EXERCISE REQUIREMENTS:
[1] Answer these questions from the passage about birds:
(a) Which two groups are the Neornithes split into?
(b) In what year was Sibley & Ahlquist's Phylogeny and Classification of Birds published?
(c) About how many living bird species are there?
[2] Extract the stretch of the passage about birds from "Birds are bipedal, warm-blooded, oviparous" through "of terrestrial vertebrates.", word for word.

An alternate theory to the dinosaurian origin of birds, espoused by a few scientists (most notably Lary Martin and Alan Feduccia), states that birds (including maniraptoran "dinosaurs") evolved from early archosaurs like Longisquama, a theory which is contested by most other scientists in paleontology, and by experts in feather development and evolution such as R.O. Prum. See the Longisquama article for more on this alternative.

Modern birds are classified in Neornithes, which are now known to have evolved into some basic lineages by the end of the Cretaceous (see Vegavis). The Neornithes are split into the Paleognathae and Neognathae. The paleognaths include the tinamous (found only in Central and South America) and the ratites. The ratites are large flightless birds, and include ostriches, cassowaries, kiwis and emus (though some scientists suspect that the ratites represent an artificial grouping of birds which have independently lost the ability to fly in a number of unrelated lineages). The basal divergence from the remaining Neognathes was that of the Galloanseri, the superorder containing the Anseriformes (ducks, geese and swans), and the Galliformes (the pheasants, grouse, and their allies). See the chart for more information.

The classification of birds is a contentious issue. Sibley & Ahlquist's Phylogeny and Classification of Birds (1990) is a landmark work on the classification of birds (although frequently debated and constantly revised). A preponderance of evidence seems to suggest that the modern bird orders constitute accurate taxa. However, scientists are not in agreement as to the relationships between the orders; evidence from modern bird anatomy, fossils and DNA have all been brought to bear on the problem but no strong consensus has emerged. More recently, new fossil and molecular evidence is providing an increasingly clear picture of the evolution of modern bird orders. See also: Sibley-Ahlquist taxonomy.

Bird

Birds are bipedal, warm-blooded, oviparous vertebrate animals characterized primarily by feathers, forelimbs modified as wings, and (in most) hollow bones. All birds reproduce sexually, although parthenogenetic eggs are known to be produced by the domesticated turkey on occasion and suspected to occur in its wild ancestor.

Birds range in size from the tiny hummingbirds to the huge Ostrich and Emu. Depending on the taxonomic viewpoint, there are about 8,800–10,200 living bird species (and about 120–130 that have become extinct in the span of human history) in the world, making them the most diverse class of terrestrial vertebrates.

SOURCE MATERIAL:
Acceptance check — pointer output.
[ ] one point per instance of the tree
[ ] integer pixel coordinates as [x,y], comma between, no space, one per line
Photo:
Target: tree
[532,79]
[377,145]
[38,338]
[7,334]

ANSWERS FOR THE EXERCISE:
[1]
(a) The Paleognathae and the Neognathae.
(b) 1990.
(c) About 8,800–10,200, depending on the taxonomic viewpoint.

[2]
Birds are bipedal, warm-blooded, oviparous vertebrate animals characterized primarily by feathers, forelimbs modified as wings, and (in most) hollow bones. All birds reproduce sexually, although parthenogenetic eggs are known to be produced by the domesticated turkey on occasion and suspected to occur in its wild ancestor.

Birds range in size from the tiny hummingbirds to the huge Ostrich and Emu. Depending on the taxonomic viewpoint, there are about 8,800–10,200 living bird species (and about 120–130 that have become extinct in the span of human history) in the world, making them the most diverse class of terrestrial vertebrates.